---------- Extracted data

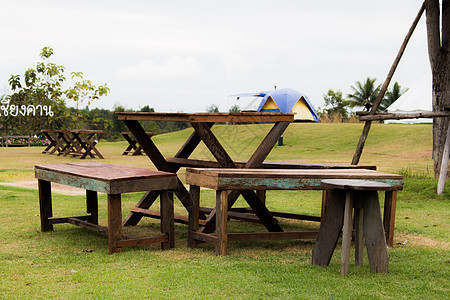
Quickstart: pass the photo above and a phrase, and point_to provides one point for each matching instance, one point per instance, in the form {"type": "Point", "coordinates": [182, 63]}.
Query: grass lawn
{"type": "Point", "coordinates": [72, 263]}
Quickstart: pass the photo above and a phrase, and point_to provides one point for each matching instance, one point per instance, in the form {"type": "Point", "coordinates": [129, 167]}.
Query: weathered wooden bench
{"type": "Point", "coordinates": [5, 139]}
{"type": "Point", "coordinates": [113, 180]}
{"type": "Point", "coordinates": [362, 196]}
{"type": "Point", "coordinates": [248, 180]}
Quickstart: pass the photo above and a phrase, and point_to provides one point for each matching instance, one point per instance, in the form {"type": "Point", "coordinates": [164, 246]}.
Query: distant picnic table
{"type": "Point", "coordinates": [76, 143]}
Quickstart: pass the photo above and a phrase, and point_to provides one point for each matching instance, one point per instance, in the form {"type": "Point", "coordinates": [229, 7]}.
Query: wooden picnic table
{"type": "Point", "coordinates": [228, 181]}
{"type": "Point", "coordinates": [77, 143]}
{"type": "Point", "coordinates": [202, 123]}
{"type": "Point", "coordinates": [133, 146]}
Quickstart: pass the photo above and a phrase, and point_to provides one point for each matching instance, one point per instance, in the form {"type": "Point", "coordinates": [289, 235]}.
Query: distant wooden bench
{"type": "Point", "coordinates": [113, 180]}
{"type": "Point", "coordinates": [5, 139]}
{"type": "Point", "coordinates": [133, 147]}
{"type": "Point", "coordinates": [246, 181]}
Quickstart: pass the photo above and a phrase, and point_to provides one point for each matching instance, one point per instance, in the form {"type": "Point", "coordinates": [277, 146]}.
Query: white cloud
{"type": "Point", "coordinates": [176, 66]}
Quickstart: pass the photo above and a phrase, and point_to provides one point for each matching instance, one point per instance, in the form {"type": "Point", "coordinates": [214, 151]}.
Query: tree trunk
{"type": "Point", "coordinates": [438, 51]}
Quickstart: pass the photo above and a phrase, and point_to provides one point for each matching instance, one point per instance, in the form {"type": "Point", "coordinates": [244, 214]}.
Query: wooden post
{"type": "Point", "coordinates": [45, 204]}
{"type": "Point", "coordinates": [221, 222]}
{"type": "Point", "coordinates": [444, 163]}
{"type": "Point", "coordinates": [114, 222]}
{"type": "Point", "coordinates": [167, 226]}
{"type": "Point", "coordinates": [364, 134]}
{"type": "Point", "coordinates": [194, 211]}
{"type": "Point", "coordinates": [347, 232]}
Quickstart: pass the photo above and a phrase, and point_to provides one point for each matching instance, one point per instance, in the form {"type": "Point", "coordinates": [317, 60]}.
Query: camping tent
{"type": "Point", "coordinates": [285, 100]}
{"type": "Point", "coordinates": [415, 100]}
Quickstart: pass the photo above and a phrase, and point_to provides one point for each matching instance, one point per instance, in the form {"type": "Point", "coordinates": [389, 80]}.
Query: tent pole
{"type": "Point", "coordinates": [365, 133]}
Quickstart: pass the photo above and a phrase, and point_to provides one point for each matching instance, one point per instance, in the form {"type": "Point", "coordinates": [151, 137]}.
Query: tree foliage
{"type": "Point", "coordinates": [39, 98]}
{"type": "Point", "coordinates": [335, 105]}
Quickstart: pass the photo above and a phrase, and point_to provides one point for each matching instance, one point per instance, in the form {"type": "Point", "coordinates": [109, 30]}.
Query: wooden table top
{"type": "Point", "coordinates": [103, 171]}
{"type": "Point", "coordinates": [284, 179]}
{"type": "Point", "coordinates": [207, 117]}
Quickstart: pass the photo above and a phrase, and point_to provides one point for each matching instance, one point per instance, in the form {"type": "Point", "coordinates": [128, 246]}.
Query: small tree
{"type": "Point", "coordinates": [212, 108]}
{"type": "Point", "coordinates": [235, 108]}
{"type": "Point", "coordinates": [42, 89]}
{"type": "Point", "coordinates": [364, 94]}
{"type": "Point", "coordinates": [336, 105]}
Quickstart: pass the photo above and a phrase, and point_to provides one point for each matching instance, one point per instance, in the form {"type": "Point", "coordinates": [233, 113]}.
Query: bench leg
{"type": "Point", "coordinates": [347, 232]}
{"type": "Point", "coordinates": [221, 222]}
{"type": "Point", "coordinates": [359, 234]}
{"type": "Point", "coordinates": [114, 222]}
{"type": "Point", "coordinates": [330, 230]}
{"type": "Point", "coordinates": [194, 214]}
{"type": "Point", "coordinates": [390, 201]}
{"type": "Point", "coordinates": [374, 234]}
{"type": "Point", "coordinates": [92, 206]}
{"type": "Point", "coordinates": [167, 223]}
{"type": "Point", "coordinates": [45, 204]}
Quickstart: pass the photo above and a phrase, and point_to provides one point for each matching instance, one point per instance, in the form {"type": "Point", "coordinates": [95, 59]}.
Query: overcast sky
{"type": "Point", "coordinates": [186, 55]}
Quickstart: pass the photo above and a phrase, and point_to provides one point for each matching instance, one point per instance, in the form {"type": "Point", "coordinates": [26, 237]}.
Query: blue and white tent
{"type": "Point", "coordinates": [287, 101]}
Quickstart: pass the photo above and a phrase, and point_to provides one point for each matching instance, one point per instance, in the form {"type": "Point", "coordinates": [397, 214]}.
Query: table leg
{"type": "Point", "coordinates": [167, 226]}
{"type": "Point", "coordinates": [114, 222]}
{"type": "Point", "coordinates": [194, 210]}
{"type": "Point", "coordinates": [390, 201]}
{"type": "Point", "coordinates": [374, 233]}
{"type": "Point", "coordinates": [359, 233]}
{"type": "Point", "coordinates": [330, 230]}
{"type": "Point", "coordinates": [221, 222]}
{"type": "Point", "coordinates": [92, 205]}
{"type": "Point", "coordinates": [347, 232]}
{"type": "Point", "coordinates": [45, 204]}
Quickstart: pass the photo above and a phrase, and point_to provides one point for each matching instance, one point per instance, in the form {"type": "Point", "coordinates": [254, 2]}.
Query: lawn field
{"type": "Point", "coordinates": [72, 263]}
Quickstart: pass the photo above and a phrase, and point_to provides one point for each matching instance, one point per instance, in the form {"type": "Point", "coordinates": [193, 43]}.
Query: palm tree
{"type": "Point", "coordinates": [364, 94]}
{"type": "Point", "coordinates": [391, 96]}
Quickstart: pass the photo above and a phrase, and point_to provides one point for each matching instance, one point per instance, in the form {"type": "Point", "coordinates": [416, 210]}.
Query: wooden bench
{"type": "Point", "coordinates": [362, 196]}
{"type": "Point", "coordinates": [113, 180]}
{"type": "Point", "coordinates": [5, 139]}
{"type": "Point", "coordinates": [133, 147]}
{"type": "Point", "coordinates": [245, 181]}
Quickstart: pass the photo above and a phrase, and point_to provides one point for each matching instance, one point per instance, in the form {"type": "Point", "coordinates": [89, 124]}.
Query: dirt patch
{"type": "Point", "coordinates": [58, 188]}
{"type": "Point", "coordinates": [405, 239]}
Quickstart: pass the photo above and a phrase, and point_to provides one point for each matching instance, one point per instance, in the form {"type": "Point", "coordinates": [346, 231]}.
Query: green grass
{"type": "Point", "coordinates": [72, 263]}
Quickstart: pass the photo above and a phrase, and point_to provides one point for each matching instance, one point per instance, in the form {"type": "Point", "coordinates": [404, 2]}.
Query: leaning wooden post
{"type": "Point", "coordinates": [444, 164]}
{"type": "Point", "coordinates": [365, 133]}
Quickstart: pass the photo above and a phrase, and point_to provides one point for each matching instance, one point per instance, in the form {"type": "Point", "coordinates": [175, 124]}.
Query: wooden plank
{"type": "Point", "coordinates": [204, 237]}
{"type": "Point", "coordinates": [87, 225]}
{"type": "Point", "coordinates": [281, 180]}
{"type": "Point", "coordinates": [196, 163]}
{"type": "Point", "coordinates": [92, 206]}
{"type": "Point", "coordinates": [390, 203]}
{"type": "Point", "coordinates": [207, 117]}
{"type": "Point", "coordinates": [144, 203]}
{"type": "Point", "coordinates": [269, 236]}
{"type": "Point", "coordinates": [142, 241]}
{"type": "Point", "coordinates": [347, 232]}
{"type": "Point", "coordinates": [374, 234]}
{"type": "Point", "coordinates": [45, 204]}
{"type": "Point", "coordinates": [444, 164]}
{"type": "Point", "coordinates": [266, 145]}
{"type": "Point", "coordinates": [399, 116]}
{"type": "Point", "coordinates": [221, 222]}
{"type": "Point", "coordinates": [194, 213]}
{"type": "Point", "coordinates": [359, 235]}
{"type": "Point", "coordinates": [167, 220]}
{"type": "Point", "coordinates": [330, 230]}
{"type": "Point", "coordinates": [157, 215]}
{"type": "Point", "coordinates": [114, 222]}
{"type": "Point", "coordinates": [367, 125]}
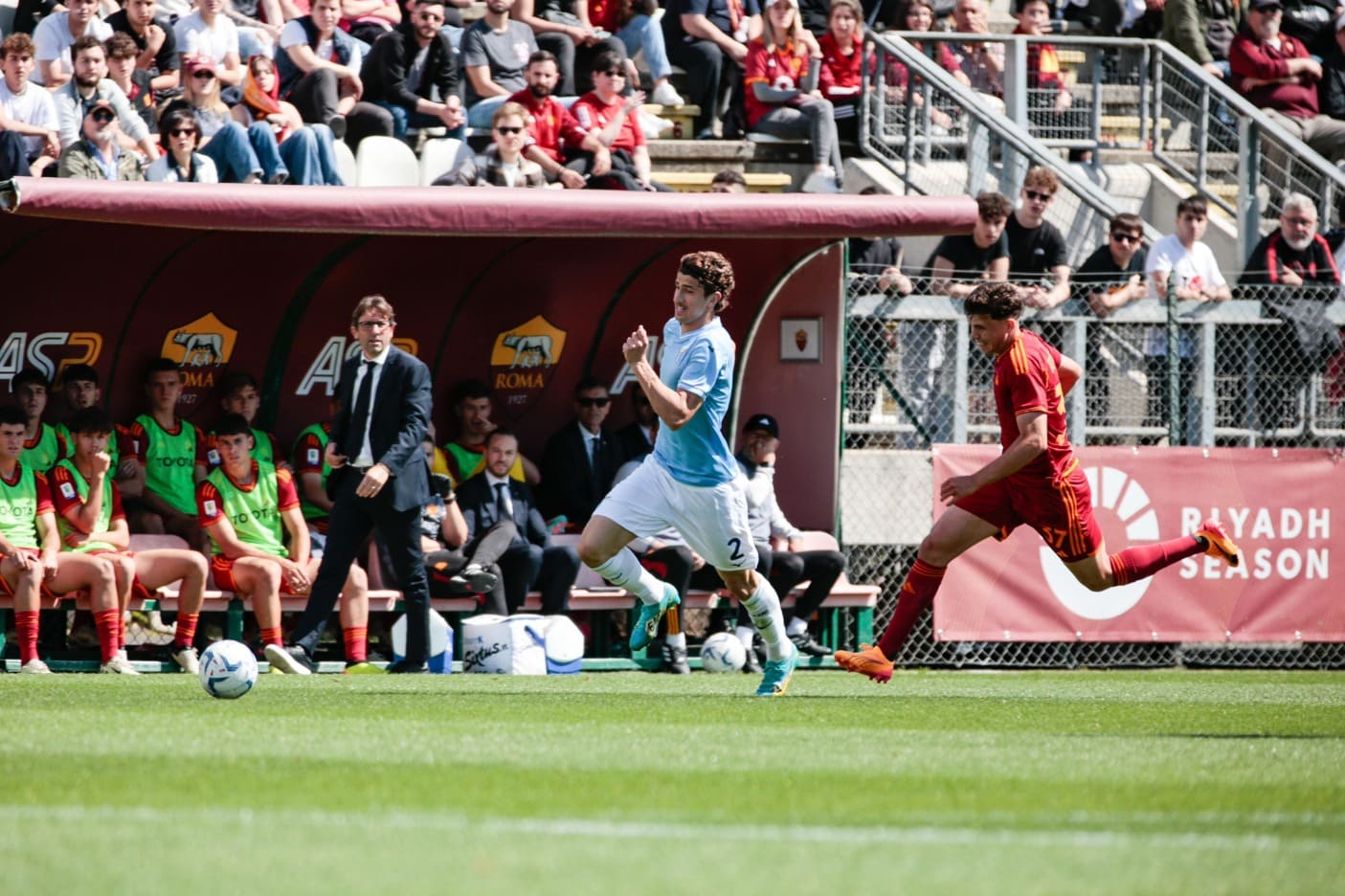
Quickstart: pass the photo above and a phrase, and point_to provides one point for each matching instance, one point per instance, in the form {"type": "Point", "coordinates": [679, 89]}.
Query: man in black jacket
{"type": "Point", "coordinates": [412, 73]}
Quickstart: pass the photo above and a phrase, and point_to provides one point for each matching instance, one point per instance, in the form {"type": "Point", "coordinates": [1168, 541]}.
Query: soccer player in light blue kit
{"type": "Point", "coordinates": [693, 481]}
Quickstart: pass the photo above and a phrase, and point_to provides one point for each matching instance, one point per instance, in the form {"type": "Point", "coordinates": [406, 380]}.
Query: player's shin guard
{"type": "Point", "coordinates": [916, 594]}
{"type": "Point", "coordinates": [764, 608]}
{"type": "Point", "coordinates": [624, 571]}
{"type": "Point", "coordinates": [1142, 561]}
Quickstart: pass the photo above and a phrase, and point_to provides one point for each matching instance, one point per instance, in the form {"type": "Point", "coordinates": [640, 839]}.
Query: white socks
{"type": "Point", "coordinates": [764, 607]}
{"type": "Point", "coordinates": [624, 571]}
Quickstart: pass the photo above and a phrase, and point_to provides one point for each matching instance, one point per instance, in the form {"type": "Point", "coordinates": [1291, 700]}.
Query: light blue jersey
{"type": "Point", "coordinates": [700, 362]}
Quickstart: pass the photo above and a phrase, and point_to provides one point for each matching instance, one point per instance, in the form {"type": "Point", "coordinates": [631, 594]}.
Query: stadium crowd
{"type": "Point", "coordinates": [259, 90]}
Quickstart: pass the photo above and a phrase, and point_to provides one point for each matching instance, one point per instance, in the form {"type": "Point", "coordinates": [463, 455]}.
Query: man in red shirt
{"type": "Point", "coordinates": [551, 128]}
{"type": "Point", "coordinates": [1036, 481]}
{"type": "Point", "coordinates": [1277, 73]}
{"type": "Point", "coordinates": [615, 122]}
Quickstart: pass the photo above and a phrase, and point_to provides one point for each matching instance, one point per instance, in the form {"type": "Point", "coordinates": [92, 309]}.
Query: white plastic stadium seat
{"type": "Point", "coordinates": [385, 162]}
{"type": "Point", "coordinates": [437, 158]}
{"type": "Point", "coordinates": [346, 163]}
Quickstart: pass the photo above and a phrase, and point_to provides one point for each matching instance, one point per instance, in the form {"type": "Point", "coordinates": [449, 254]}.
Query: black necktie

--------------------

# [Work to be completed]
Reproduce each line of the listing above that contains the string "blue", leaving out all other lines.

# [Solution below]
Query: blue and white tent
Query: soccer player in light blue kit
Query: light blue jersey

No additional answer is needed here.